_Набор заданий_
(a) Перепечатайте из отрывка всё от слов «В этом деле» и ниже вплоть до слов «человек. Потеря ужасно-великая!!».
(b) Перечислите все географические названия, которые в отрывке написаны с заглавной буквы.

В этом деле потеря наших была убитыми и тяжко ранеными выше третьей части из целого числа ратников, в бою бывших. Одних штаб и обер-офицеров было потеряно до семидесяти человек. Потеря ужасно-великая!!
Розенберг после этого дела с корпусом русских прибыл к назначенному пункту, и явился к Александру Васильевичу. Великий встретил его сими словами: со строгим взором: «Ваше Высокопревосходительство? что сделали вы?... срам!! — Бесчестие, — позор на имя русское вы нанесли. — [120] Вы не поняли моего словесного приказания; не уразумели письменного: а тогда, — а там — и после было сказано, было приказано: ушли, оставили... занять, А вы, — вы Ваше Высокопревосходительство знали верно, дознали чрез своих уже по попытке, с вечера ведали, что французы там, и вы... стало не ушли… и переправили чрез реку по сту человек на одном пароме? — На убой посылали!! — на пагубу переправляли, …в омут!... и погубили слишком тысячу!... и каких богатырей погубили? — русских вы погубили…» и т. д.
Розенберг оправдывался тем, что он думал найти в Валенцио малое число неприятеля, и хотел взять ее с боя, не потеряв многого; а к тому же и Великий князь Константин Павлович изъявил свою волю на эхто. Суворов говорил Розенбергу: «Его Императорское Высочество Великий князь Константин Павлович, — пылок, храбр, не опытен. — ... А вы?? — вы были всему начальник! — вы… пятьдесят лет служите...» и много другое, прочее говорил Александр Васильевич Розенбергу, и сильно жалел Александр Васильевич об этом деле; и с этих пор Андрей Григорьевич не имел уже доверенности. Александр Васильевич не потерпел, не сокрыл поступка Розенбергова; в приказе своем по союзной армии, он описал действия Андрея Григорьевича, и сделал строгое ему замечание. К моему неудовольствию я не отыскал теперь в хламе старых бумаг этого приказа; а он важен как доказательство былого. [121]
После этого, передовые войска наши проникли к г. Тортоно, к Нови и далее, в полугорье генуезских гор. Моро, сосредоточив свои войска, двинул часть их вперед к реке Танаро, намереваясь ударить в один пункт, напасть врасплох на рассеянные войска, и, тем выиграв сражение, поправить свое крайнее положение. Но этого можно было надеяться ему у кого-либо другого, а не у Александра Васильевича; великий быстро соединил часть своих войск, и представил лицу Моро; бой был смертельный; и Моро побитый на славу, — наповал, — был принужден с остатками армии своей, идти укрыться от совершенного поражения; он расположился при крепости Кони.

_Представленные данные_
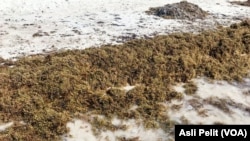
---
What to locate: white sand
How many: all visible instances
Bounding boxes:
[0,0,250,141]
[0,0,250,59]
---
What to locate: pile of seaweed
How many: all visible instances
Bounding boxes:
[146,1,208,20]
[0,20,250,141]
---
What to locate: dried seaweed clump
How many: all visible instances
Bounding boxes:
...
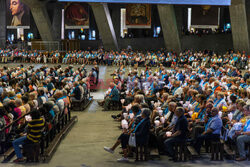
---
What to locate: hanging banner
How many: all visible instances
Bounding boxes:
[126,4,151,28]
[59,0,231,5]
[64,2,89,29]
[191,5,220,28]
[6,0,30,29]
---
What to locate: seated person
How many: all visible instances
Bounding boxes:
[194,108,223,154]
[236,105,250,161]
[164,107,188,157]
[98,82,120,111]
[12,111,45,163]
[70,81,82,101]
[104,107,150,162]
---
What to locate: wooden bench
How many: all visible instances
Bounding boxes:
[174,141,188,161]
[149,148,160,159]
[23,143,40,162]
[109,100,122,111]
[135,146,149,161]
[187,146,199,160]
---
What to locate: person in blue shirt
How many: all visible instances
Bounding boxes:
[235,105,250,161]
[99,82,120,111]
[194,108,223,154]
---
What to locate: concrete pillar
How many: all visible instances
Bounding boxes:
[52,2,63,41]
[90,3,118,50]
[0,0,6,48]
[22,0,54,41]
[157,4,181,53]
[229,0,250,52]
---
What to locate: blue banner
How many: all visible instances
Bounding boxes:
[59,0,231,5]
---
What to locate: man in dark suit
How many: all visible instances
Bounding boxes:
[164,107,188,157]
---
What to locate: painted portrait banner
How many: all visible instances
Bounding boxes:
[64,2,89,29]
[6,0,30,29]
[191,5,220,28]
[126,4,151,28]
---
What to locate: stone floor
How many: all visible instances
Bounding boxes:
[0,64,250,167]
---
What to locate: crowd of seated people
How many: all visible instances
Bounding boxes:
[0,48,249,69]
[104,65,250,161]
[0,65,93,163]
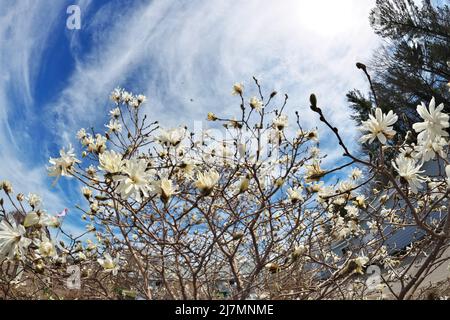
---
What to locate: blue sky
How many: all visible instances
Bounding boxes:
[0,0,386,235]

_Письменные ответы_
(a)
В этом деле потеря наших была убитыми и тяжко ранеными выше третьей части из целого числа ратников, в бою бывших. Одних штаб и обер-офицеров было потеряно до семидесяти человек. Потеря ужасно-великая!!

(b) Это Валенцио, Тортоно, Нови, Танаро и Кони.